Louis Gaussen (1790-1863)
Nosso objetivo neste [artigo] é, com a ajuda de Deus e com a autoridade exclusiva de Sua Palavra, estabelecer, e defender a doutrina cristã da inspiração divina.
Theopnêustica[1] definida: Este termo é usado para o misterioso poder que o Espírito divino colocou sobre os autores das Escrituras do Antigo e do Novo Testamento, a fim de compô-las como foram recebidas pela Igreja de Deus em suas mãos. “Toda a Escritura”, diz um apóstolo, “é theopnêustica (θεοπνευστος)” (2Tm 3:16).
Essa expressão grega, na época em que Paulo a empregou, era nova talvez até entre os gregos. No entanto, embora o termo não fosse usado entre os gregos idólatras, tal não era o caso entre os judeus helenísticos[2]. O historiador Josefo[3], contemporâneo de Paulo, emprega outro [termo] muito parecido com ele em seu primeiro livro contra Apião[4]: ao falar de todos os profetas que compuseram… os vinte e dois livros sagrados do Antigo Testamento[5], acrescenta que escreveram “segundo a pneustia (ou a inspiração ) que vem de Deus”. E o filósofo judeu Filo[6], ele próprio contemporâneo de Josefo, no relato que nos deixou de sua [missão como embaixador] ao imperador Caio, fazendo uso … , oráculos dados sob a agência e ditado[7] de Deus.

^^^^^^^^^^^^^^^^

§ Exercícios:
(A) Transcreva, do trecho sobre a inspiração divina, a passagem que vai de "Louis Gaussen (1790-1863)" até "da inspiração divina.", incluindo essas palavras.
(B) Responda às perguntas com base no trecho sobre a inspiração divina.
(i) Que referência bíblica o trecho indica para a frase "Toda a Escritura é theopnêustica"?
(ii) De quem o historiador Josefo era contemporâneo?
(iii) Quantos livros sagrados do Antigo Testamento Josefo menciona?
(C) Reescreva de forma mais concisa o parágrafo do trecho que começa com "Theopnêustica definida", mantendo seus fatos principais.
As entradas vêm de uma fonte diferente da do trecho.

§ Material fornecido:
^^^^^^^^^^^^^^^^

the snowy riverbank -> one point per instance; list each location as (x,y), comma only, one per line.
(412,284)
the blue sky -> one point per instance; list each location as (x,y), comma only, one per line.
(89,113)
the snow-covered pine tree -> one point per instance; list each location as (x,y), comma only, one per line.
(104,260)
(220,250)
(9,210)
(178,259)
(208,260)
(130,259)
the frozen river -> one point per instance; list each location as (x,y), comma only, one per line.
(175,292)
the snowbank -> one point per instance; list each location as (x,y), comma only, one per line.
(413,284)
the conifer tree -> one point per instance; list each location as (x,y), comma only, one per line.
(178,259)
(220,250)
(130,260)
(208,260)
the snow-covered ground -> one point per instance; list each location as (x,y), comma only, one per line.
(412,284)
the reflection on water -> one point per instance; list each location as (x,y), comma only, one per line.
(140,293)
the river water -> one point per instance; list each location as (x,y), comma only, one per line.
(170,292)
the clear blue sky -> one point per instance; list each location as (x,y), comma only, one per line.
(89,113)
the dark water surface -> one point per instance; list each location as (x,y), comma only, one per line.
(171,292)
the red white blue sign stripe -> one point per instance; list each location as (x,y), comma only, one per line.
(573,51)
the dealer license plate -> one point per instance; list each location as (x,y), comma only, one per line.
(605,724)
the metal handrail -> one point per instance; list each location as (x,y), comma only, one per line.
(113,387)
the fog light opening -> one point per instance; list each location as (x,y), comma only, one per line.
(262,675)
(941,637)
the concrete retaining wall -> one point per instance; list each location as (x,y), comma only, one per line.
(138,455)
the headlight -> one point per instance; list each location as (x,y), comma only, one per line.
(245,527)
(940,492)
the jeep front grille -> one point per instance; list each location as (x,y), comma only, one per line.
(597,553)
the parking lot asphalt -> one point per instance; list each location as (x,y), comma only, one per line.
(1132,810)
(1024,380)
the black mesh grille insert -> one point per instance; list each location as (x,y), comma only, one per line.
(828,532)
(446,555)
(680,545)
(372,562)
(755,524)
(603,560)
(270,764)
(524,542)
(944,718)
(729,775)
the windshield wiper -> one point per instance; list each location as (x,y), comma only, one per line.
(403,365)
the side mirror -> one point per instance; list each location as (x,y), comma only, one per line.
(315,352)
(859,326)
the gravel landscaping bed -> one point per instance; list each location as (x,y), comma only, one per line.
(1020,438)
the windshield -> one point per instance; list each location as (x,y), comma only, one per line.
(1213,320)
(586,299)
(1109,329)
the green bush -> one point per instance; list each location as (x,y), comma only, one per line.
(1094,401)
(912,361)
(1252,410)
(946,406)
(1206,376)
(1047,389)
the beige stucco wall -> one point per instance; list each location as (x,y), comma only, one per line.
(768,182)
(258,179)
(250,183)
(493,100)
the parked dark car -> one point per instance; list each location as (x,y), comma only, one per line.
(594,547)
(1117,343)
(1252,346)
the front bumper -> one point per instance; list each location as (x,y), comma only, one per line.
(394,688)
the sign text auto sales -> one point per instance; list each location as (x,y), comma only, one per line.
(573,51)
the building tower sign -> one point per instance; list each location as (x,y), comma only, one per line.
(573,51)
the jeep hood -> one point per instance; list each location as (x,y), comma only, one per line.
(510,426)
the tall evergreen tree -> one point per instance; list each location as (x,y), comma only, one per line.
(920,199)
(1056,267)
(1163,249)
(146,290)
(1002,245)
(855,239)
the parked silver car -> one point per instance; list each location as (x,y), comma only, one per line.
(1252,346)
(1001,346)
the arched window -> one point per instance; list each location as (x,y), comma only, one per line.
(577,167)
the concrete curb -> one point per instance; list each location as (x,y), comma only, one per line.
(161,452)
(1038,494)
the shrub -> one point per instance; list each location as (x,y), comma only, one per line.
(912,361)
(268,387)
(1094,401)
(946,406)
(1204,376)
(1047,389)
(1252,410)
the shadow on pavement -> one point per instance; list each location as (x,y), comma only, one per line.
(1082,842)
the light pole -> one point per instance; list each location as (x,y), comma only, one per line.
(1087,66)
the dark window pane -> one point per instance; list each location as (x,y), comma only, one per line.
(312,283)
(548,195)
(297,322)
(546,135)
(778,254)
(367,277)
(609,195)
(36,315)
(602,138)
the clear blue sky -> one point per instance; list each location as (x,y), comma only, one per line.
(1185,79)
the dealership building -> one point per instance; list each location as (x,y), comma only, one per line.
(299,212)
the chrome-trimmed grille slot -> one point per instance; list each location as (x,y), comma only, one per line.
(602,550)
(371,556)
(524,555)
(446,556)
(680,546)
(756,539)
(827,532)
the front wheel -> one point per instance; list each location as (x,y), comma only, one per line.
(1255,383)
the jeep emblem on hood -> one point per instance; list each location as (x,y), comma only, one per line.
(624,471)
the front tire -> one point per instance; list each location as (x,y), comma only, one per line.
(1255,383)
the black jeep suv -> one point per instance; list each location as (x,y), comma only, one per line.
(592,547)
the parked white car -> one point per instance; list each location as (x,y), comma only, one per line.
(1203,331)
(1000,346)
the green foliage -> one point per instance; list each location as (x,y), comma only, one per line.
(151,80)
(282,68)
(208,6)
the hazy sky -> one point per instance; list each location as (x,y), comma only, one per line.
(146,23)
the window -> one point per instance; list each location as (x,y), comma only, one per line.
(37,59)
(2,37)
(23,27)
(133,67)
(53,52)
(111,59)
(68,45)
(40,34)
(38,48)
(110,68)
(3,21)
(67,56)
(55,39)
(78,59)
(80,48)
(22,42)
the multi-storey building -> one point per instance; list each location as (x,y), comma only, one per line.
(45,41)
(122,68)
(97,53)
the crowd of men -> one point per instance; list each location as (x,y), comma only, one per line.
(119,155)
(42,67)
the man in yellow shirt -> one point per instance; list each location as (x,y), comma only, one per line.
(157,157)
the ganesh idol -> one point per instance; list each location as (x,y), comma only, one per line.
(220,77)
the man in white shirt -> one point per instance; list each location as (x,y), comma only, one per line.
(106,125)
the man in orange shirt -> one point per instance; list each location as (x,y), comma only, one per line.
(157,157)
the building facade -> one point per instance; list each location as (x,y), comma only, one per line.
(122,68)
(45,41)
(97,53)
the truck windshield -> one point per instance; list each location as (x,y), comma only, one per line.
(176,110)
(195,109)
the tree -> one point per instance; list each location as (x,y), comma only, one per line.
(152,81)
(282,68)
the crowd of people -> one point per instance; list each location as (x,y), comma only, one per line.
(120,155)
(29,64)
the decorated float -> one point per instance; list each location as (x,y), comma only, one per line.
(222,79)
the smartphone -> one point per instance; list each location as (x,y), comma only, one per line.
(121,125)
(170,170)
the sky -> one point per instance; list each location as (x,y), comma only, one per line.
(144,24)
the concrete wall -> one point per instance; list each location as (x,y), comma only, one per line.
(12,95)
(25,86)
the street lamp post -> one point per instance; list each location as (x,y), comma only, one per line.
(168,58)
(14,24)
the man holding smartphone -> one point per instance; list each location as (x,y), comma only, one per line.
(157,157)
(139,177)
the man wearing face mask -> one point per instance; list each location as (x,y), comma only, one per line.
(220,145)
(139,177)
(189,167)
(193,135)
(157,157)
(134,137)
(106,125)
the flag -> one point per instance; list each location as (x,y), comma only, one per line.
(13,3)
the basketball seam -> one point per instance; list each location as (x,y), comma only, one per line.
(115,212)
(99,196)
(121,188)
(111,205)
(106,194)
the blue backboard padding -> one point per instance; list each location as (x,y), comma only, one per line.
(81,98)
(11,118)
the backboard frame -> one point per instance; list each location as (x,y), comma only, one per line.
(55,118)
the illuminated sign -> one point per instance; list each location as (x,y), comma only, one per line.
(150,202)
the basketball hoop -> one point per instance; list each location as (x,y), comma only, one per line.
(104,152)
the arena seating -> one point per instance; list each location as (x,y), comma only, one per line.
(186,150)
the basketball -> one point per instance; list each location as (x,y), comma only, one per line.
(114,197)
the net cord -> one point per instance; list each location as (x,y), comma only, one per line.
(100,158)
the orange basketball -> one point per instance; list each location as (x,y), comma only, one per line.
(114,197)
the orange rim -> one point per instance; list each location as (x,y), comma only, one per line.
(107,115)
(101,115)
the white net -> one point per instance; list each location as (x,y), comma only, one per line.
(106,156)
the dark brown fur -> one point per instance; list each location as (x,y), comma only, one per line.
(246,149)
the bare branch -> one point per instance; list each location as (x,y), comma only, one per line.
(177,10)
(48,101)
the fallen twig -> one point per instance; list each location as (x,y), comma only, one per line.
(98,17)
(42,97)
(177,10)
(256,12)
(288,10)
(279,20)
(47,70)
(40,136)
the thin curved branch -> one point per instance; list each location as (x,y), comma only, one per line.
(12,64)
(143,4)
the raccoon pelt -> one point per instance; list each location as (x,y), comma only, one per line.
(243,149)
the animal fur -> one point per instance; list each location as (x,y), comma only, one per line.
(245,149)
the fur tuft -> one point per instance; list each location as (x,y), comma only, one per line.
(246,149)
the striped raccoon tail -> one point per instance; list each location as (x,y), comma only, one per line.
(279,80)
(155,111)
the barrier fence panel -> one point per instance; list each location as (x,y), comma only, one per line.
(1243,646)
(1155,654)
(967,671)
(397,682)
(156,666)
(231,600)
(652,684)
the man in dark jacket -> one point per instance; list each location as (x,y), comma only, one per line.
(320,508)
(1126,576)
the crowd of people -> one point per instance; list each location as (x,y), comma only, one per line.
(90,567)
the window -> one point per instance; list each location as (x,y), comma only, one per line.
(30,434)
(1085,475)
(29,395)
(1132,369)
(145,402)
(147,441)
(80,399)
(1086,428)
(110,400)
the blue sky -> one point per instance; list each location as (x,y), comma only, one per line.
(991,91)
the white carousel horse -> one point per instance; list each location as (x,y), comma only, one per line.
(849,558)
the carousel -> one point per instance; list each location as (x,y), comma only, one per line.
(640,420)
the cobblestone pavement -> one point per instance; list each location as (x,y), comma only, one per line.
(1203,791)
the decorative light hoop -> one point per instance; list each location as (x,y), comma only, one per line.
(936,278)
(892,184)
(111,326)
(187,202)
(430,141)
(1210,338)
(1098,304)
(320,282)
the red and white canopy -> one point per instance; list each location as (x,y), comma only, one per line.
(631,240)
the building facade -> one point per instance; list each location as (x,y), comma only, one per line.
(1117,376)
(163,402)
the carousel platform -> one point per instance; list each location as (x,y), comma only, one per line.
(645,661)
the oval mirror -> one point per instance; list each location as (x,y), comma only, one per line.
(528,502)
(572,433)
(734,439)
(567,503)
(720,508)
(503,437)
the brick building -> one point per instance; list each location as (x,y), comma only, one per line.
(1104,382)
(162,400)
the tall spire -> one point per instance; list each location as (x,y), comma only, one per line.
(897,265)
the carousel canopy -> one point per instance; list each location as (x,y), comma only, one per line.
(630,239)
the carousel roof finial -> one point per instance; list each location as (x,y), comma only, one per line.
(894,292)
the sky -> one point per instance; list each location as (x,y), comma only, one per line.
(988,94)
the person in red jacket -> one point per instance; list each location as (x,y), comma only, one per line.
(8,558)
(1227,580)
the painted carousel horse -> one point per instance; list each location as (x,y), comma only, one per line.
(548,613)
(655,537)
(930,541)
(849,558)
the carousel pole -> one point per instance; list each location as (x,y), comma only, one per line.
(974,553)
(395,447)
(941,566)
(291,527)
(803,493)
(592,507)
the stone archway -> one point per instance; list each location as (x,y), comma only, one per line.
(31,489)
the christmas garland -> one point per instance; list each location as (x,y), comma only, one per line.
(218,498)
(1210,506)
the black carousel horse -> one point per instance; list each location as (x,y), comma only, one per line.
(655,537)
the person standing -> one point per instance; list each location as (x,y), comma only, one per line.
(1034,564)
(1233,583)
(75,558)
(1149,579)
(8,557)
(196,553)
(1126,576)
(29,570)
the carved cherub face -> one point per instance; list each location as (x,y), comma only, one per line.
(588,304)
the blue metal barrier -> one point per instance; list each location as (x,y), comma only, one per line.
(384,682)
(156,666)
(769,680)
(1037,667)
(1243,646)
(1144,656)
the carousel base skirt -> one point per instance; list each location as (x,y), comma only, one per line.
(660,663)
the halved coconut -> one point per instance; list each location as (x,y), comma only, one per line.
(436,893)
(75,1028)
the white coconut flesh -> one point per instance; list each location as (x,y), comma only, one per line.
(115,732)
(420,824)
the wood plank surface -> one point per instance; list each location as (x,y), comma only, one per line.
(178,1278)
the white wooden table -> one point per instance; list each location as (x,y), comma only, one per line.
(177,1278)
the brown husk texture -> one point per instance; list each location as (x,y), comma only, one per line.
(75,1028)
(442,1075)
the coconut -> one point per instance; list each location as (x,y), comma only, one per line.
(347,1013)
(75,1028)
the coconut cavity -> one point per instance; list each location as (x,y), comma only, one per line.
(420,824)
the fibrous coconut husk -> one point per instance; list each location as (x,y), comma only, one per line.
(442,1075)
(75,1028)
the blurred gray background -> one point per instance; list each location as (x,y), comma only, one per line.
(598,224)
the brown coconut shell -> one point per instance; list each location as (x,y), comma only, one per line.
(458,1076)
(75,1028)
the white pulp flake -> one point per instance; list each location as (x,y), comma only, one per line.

^^^^^^^^^^^^^^^^

§ Soluções:
(A)
Louis Gaussen (1790-1863)
Nosso objetivo neste [artigo] é, com a ajuda de Deus e com a autoridade exclusiva de Sua Palavra, estabelecer, e defender a doutrina cristã da inspiração divina.

(B)
(i) 2Tm 3:16.
(ii) De Paulo.
(iii) Vinte e dois.

(C) Theopnêustica é o poder misterioso que o Espírito divino exerceu sobre os autores das Escrituras do Antigo e do Novo Testamento. Com esse poder, eles as compuseram tal como a Igreja de Deus as recebeu. Um apóstolo afirma que toda a Escritura é theopnêustica (2Tm 3:16).